# DIRECTIONS FOR THIS TASK:
Below are records; please set down exactly the lines from the first through the one containing "the red lettering.".

# RAW DATA:
######
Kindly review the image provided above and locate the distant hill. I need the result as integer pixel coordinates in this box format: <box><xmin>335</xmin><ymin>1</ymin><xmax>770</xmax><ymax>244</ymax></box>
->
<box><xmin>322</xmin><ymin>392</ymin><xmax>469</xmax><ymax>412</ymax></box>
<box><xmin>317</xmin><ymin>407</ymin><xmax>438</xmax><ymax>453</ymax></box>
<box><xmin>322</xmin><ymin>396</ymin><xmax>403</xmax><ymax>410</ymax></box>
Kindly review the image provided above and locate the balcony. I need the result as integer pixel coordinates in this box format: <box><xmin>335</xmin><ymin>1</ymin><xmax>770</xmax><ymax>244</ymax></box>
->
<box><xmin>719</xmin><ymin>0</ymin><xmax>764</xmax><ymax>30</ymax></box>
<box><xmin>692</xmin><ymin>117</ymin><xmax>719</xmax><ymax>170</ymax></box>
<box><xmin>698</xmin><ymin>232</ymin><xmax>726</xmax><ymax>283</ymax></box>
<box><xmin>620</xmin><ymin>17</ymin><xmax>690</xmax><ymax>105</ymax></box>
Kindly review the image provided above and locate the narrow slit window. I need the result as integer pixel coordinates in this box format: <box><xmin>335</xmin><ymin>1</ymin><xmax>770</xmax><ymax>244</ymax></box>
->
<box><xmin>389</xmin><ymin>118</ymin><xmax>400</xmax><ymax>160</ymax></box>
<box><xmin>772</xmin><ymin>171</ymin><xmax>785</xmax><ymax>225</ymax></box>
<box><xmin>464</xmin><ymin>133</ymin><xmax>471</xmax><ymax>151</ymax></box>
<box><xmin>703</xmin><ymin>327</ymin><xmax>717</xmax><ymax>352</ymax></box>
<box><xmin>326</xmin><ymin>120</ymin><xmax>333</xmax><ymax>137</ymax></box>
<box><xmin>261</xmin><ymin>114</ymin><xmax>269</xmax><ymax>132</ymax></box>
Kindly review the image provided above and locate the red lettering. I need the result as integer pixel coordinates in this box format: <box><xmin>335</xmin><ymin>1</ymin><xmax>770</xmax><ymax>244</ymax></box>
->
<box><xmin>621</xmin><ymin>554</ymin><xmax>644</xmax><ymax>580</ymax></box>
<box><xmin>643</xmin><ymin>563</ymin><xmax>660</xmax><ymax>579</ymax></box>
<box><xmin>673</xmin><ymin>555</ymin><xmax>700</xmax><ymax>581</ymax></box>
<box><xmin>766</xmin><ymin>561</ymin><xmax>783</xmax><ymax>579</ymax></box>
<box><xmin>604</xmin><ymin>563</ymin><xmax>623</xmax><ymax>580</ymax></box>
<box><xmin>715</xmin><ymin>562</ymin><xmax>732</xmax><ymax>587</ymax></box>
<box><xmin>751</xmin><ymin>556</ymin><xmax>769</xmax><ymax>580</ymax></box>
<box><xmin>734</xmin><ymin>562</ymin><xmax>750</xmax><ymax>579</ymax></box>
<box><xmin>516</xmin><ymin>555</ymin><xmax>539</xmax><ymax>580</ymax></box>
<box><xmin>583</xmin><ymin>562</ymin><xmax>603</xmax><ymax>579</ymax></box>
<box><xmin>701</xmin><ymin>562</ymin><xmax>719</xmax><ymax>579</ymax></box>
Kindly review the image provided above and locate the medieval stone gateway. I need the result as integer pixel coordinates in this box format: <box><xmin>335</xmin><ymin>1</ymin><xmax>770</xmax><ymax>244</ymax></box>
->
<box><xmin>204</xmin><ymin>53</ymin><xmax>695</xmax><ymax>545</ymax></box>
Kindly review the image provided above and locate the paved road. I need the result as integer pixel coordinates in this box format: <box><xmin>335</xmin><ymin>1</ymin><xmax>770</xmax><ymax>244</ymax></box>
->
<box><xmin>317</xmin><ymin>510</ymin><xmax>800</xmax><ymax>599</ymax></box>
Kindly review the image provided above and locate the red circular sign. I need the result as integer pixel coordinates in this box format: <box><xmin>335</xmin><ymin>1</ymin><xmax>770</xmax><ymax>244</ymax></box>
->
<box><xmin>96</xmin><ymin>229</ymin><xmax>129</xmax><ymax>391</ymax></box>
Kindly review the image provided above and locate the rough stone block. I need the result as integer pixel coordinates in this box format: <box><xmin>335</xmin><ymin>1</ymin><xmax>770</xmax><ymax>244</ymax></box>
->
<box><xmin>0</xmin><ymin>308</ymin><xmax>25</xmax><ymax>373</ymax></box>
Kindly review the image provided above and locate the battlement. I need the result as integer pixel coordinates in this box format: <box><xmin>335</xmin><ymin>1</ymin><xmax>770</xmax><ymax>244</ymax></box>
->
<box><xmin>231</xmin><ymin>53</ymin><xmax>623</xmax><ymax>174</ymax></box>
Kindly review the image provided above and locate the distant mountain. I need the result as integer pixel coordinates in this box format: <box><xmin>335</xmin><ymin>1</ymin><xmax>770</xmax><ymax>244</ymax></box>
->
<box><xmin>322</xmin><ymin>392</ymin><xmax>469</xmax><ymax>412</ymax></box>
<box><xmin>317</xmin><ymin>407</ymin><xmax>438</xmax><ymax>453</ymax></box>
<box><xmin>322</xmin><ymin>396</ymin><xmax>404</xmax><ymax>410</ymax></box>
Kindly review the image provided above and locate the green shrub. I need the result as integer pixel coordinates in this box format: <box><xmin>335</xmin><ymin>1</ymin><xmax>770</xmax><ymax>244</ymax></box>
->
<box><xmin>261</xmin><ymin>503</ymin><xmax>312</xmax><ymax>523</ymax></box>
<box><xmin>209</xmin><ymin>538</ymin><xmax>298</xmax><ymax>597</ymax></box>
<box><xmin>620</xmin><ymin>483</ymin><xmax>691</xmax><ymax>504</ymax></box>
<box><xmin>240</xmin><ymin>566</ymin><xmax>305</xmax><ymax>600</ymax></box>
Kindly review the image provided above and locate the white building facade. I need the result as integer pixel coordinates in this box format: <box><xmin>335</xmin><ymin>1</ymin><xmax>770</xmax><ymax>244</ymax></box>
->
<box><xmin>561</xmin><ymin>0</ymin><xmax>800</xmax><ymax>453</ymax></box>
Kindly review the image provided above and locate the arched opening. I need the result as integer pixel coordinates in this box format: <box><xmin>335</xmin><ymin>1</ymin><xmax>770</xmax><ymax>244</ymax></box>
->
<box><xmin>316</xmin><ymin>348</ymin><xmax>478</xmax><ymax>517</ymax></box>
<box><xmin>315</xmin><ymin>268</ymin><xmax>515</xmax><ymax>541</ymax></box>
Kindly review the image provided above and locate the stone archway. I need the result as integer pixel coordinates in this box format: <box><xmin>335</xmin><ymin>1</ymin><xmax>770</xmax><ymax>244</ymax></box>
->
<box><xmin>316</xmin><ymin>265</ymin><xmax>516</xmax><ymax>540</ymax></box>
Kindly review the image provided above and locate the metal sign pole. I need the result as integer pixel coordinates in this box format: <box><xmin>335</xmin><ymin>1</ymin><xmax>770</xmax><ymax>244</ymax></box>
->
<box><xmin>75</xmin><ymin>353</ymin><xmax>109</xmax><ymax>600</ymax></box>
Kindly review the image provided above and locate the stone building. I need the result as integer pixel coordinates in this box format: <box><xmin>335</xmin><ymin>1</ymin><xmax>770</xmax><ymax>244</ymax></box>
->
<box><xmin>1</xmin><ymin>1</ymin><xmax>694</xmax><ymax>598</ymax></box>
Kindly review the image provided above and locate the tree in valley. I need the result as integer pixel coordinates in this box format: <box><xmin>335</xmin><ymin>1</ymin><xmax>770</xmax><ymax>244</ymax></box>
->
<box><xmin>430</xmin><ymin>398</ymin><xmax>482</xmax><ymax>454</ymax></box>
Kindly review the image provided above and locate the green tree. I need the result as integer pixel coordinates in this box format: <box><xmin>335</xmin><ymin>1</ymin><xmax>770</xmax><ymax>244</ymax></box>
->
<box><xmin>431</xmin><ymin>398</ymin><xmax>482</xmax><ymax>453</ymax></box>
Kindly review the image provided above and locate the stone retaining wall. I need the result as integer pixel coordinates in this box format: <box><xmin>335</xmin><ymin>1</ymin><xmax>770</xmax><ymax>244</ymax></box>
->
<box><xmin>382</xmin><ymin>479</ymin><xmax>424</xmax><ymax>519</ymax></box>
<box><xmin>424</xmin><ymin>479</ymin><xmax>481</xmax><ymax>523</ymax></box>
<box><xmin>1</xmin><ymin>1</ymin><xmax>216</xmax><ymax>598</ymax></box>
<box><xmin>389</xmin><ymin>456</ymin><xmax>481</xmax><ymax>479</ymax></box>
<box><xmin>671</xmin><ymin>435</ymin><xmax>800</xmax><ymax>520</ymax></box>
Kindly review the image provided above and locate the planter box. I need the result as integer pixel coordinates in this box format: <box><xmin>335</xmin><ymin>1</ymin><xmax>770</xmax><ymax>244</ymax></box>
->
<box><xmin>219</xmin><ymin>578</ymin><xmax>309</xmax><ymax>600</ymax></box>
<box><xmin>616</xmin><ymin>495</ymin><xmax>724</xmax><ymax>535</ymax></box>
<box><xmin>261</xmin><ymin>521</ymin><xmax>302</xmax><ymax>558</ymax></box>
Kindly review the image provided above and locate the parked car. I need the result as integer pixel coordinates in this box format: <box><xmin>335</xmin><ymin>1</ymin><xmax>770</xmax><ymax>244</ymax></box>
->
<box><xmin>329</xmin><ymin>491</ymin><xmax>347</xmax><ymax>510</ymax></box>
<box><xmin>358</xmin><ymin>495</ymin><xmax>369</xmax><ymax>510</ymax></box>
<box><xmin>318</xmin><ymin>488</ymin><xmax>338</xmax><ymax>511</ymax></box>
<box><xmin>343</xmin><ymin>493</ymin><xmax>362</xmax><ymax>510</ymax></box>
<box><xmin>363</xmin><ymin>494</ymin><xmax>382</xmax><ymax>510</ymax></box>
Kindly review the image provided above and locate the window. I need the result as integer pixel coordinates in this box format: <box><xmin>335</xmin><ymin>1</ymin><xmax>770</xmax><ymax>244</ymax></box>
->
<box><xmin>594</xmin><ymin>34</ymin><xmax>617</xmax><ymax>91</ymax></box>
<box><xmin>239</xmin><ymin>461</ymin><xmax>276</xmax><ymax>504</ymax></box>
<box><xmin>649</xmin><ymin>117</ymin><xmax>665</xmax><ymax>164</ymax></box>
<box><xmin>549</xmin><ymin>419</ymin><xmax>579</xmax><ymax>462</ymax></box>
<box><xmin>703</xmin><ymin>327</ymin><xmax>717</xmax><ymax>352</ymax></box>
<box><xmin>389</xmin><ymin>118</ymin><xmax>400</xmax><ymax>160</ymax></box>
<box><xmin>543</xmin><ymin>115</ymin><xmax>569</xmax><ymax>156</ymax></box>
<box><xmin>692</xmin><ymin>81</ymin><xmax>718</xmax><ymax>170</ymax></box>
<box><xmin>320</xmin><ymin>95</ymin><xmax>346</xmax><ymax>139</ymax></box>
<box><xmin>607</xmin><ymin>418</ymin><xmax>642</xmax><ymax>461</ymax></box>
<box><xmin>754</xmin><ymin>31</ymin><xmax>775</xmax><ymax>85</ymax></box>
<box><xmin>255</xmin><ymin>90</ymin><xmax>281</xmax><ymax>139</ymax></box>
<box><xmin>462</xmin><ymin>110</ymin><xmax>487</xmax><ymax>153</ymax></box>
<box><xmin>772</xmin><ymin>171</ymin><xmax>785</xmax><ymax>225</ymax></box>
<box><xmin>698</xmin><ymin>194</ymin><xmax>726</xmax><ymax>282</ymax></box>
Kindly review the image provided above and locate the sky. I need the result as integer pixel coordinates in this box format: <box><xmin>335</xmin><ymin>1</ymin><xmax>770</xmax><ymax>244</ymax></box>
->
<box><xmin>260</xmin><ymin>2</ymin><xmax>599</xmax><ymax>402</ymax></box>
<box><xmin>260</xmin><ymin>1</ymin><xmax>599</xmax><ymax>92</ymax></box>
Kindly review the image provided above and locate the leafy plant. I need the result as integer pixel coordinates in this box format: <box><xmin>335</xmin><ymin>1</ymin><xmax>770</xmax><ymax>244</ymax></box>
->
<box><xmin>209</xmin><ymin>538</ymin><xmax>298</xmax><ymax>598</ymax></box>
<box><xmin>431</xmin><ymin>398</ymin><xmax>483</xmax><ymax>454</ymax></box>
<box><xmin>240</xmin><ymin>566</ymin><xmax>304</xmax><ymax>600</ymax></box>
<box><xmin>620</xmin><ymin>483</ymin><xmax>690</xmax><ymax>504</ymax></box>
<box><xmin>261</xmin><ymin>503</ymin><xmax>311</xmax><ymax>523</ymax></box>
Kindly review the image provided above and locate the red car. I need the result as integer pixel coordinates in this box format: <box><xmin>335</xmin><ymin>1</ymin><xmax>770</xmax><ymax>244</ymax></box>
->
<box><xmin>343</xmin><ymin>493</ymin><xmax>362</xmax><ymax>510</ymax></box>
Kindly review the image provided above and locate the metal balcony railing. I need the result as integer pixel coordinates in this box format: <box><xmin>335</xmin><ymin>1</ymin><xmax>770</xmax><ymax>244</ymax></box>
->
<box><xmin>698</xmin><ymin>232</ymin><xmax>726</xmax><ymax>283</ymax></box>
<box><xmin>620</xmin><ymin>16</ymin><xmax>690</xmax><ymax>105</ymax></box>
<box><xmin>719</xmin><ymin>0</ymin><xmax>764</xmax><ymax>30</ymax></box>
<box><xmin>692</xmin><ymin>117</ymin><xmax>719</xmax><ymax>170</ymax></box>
######
# EXERCISE OUTPUT:
Kindly review the image provided above and locate the distant hill. I need the result as integer pixel coordinates in this box format: <box><xmin>335</xmin><ymin>1</ymin><xmax>770</xmax><ymax>244</ymax></box>
->
<box><xmin>322</xmin><ymin>392</ymin><xmax>469</xmax><ymax>412</ymax></box>
<box><xmin>317</xmin><ymin>407</ymin><xmax>438</xmax><ymax>453</ymax></box>
<box><xmin>322</xmin><ymin>396</ymin><xmax>403</xmax><ymax>410</ymax></box>
Kindly review the image provided above and locate the balcony. I need the result as integer pixel coordinates in this box format: <box><xmin>335</xmin><ymin>1</ymin><xmax>770</xmax><ymax>244</ymax></box>
->
<box><xmin>719</xmin><ymin>0</ymin><xmax>764</xmax><ymax>30</ymax></box>
<box><xmin>692</xmin><ymin>117</ymin><xmax>719</xmax><ymax>170</ymax></box>
<box><xmin>698</xmin><ymin>232</ymin><xmax>726</xmax><ymax>283</ymax></box>
<box><xmin>620</xmin><ymin>17</ymin><xmax>690</xmax><ymax>105</ymax></box>
Kindly review the image provided above and locate the narrow slit window. I need the result as integer pixel coordinates in this box format: <box><xmin>335</xmin><ymin>1</ymin><xmax>770</xmax><ymax>244</ymax></box>
->
<box><xmin>389</xmin><ymin>118</ymin><xmax>400</xmax><ymax>160</ymax></box>
<box><xmin>772</xmin><ymin>171</ymin><xmax>785</xmax><ymax>225</ymax></box>
<box><xmin>464</xmin><ymin>133</ymin><xmax>471</xmax><ymax>151</ymax></box>
<box><xmin>703</xmin><ymin>327</ymin><xmax>717</xmax><ymax>352</ymax></box>
<box><xmin>326</xmin><ymin>120</ymin><xmax>333</xmax><ymax>137</ymax></box>
<box><xmin>261</xmin><ymin>114</ymin><xmax>269</xmax><ymax>132</ymax></box>
Kindly review the image provided above and locate the red lettering. I need the result as integer pixel coordinates in this box format: <box><xmin>335</xmin><ymin>1</ymin><xmax>770</xmax><ymax>244</ymax></box>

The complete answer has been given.